**Set task**
How many lines in the entries below contain the string "tree"? Case matters; reply with the number alone.
## Begin Supplied entries
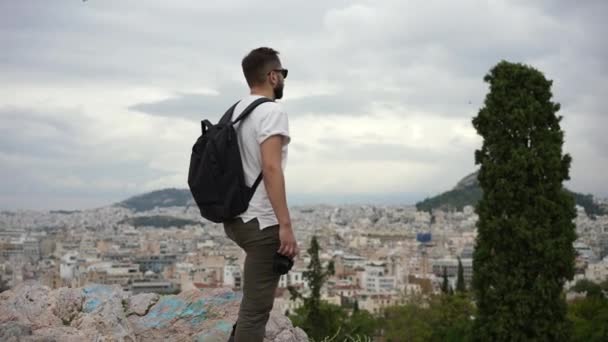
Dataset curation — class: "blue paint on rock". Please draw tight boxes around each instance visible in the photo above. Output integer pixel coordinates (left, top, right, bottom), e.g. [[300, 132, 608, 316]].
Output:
[[82, 284, 113, 313], [142, 292, 238, 331], [82, 298, 101, 313]]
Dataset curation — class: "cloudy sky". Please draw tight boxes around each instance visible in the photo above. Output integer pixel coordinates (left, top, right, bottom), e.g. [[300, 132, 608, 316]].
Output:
[[0, 0, 608, 209]]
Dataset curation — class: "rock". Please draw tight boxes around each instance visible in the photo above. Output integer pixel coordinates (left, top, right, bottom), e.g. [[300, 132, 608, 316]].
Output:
[[0, 283, 63, 330], [127, 293, 160, 316], [0, 283, 308, 342], [72, 285, 137, 342], [264, 310, 308, 342], [129, 289, 241, 341], [51, 287, 85, 326], [0, 322, 32, 342]]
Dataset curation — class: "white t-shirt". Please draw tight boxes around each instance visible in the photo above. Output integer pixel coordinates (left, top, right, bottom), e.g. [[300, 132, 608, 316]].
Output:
[[232, 95, 291, 229]]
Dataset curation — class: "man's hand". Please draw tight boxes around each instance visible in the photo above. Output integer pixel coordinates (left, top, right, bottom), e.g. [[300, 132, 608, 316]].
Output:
[[278, 226, 298, 259]]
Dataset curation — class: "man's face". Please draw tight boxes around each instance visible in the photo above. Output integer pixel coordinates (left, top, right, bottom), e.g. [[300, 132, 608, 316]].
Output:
[[273, 76, 285, 100], [269, 65, 287, 100]]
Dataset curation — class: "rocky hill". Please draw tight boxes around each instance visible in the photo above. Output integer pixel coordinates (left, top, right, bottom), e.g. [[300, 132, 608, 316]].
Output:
[[0, 283, 308, 342], [115, 189, 194, 212], [416, 172, 608, 217]]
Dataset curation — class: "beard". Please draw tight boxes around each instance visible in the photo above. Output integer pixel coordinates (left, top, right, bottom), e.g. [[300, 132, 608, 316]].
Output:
[[272, 82, 285, 100]]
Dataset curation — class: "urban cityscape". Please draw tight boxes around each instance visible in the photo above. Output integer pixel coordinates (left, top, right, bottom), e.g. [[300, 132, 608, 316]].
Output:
[[0, 184, 608, 315]]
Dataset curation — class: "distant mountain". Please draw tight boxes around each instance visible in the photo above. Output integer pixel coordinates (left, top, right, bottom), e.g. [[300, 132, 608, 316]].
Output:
[[116, 189, 194, 212], [416, 171, 608, 217], [118, 215, 203, 228]]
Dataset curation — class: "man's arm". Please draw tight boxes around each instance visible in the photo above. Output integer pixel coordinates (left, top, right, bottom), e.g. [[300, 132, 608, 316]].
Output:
[[260, 135, 298, 258]]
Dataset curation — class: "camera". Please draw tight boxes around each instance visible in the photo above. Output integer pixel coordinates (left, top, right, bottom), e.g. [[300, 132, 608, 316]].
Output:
[[272, 252, 293, 274]]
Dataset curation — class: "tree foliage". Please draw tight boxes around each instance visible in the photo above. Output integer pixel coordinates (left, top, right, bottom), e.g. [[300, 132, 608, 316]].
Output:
[[473, 61, 576, 341], [456, 257, 467, 293]]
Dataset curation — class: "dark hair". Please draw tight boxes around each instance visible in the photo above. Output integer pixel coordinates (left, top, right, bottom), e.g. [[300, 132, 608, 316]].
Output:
[[241, 47, 281, 87]]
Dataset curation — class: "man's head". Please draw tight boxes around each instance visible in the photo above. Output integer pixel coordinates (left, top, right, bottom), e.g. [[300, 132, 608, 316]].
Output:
[[241, 47, 287, 99]]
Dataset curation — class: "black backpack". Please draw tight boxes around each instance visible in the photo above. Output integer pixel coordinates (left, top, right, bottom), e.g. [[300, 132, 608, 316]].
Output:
[[188, 97, 272, 223]]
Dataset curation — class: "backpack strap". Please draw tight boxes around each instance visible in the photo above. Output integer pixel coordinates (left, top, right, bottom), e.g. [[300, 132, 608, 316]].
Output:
[[232, 97, 274, 125], [218, 101, 241, 124]]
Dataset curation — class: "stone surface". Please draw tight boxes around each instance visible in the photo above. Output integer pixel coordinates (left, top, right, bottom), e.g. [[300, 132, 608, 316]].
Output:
[[127, 293, 160, 316], [0, 284, 308, 342]]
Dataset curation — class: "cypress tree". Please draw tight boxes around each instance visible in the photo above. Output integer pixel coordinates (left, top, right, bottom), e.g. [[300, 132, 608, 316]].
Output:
[[456, 257, 467, 293], [473, 61, 576, 341], [441, 266, 450, 294]]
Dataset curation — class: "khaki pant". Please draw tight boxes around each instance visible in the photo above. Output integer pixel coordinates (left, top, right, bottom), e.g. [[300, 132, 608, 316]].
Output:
[[224, 218, 281, 342]]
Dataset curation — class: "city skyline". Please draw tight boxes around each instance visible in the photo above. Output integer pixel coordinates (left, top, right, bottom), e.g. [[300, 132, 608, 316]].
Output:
[[0, 0, 608, 210]]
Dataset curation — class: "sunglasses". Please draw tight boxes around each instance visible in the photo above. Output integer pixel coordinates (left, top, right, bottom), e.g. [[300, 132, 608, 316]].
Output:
[[268, 69, 289, 78]]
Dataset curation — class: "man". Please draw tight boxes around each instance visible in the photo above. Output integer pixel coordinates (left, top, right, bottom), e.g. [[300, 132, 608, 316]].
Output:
[[224, 47, 298, 342]]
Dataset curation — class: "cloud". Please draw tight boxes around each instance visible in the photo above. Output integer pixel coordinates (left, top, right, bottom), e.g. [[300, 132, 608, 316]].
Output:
[[0, 0, 608, 208]]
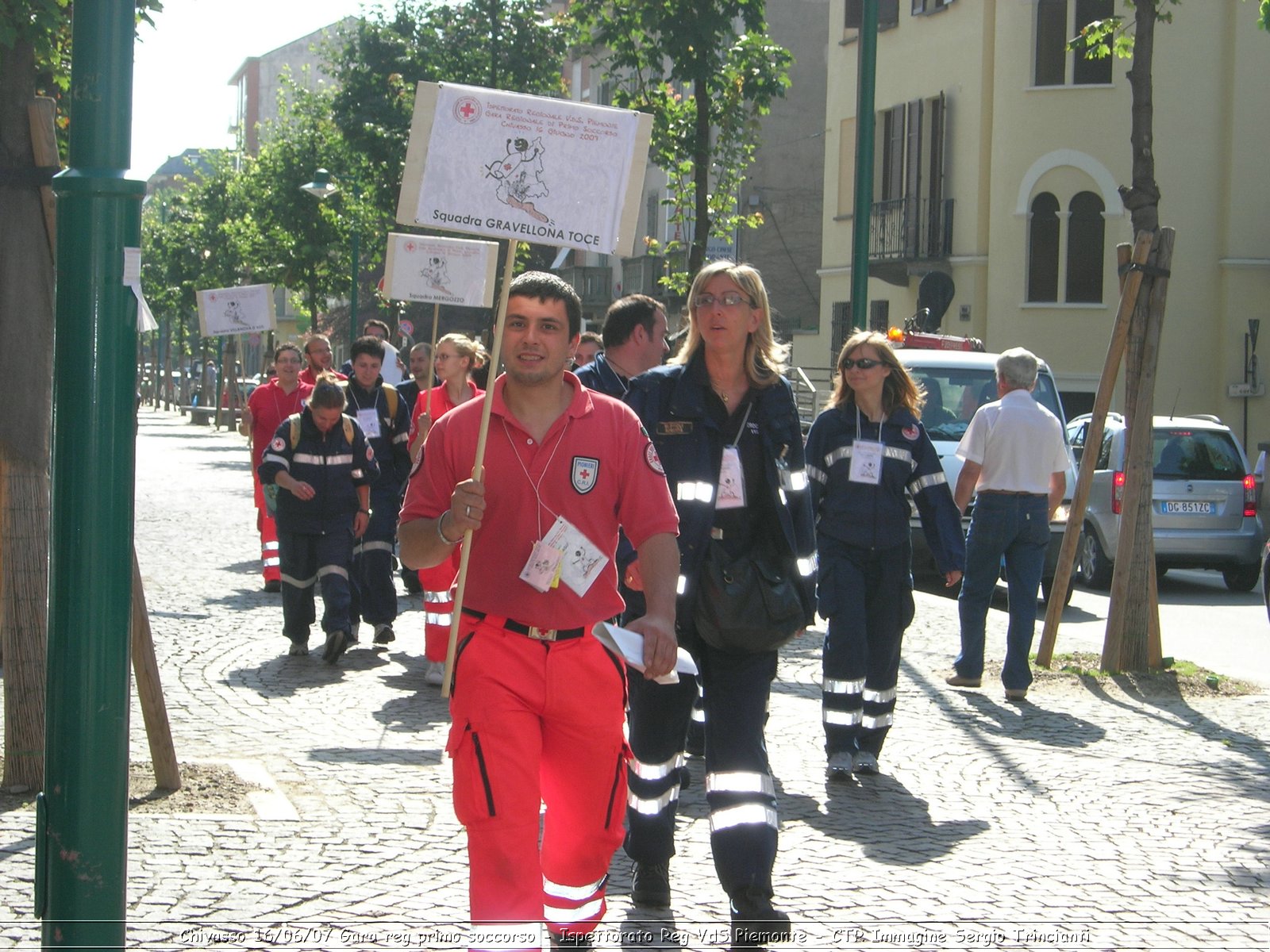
## End Supplied entries
**Solution for this exercise**
2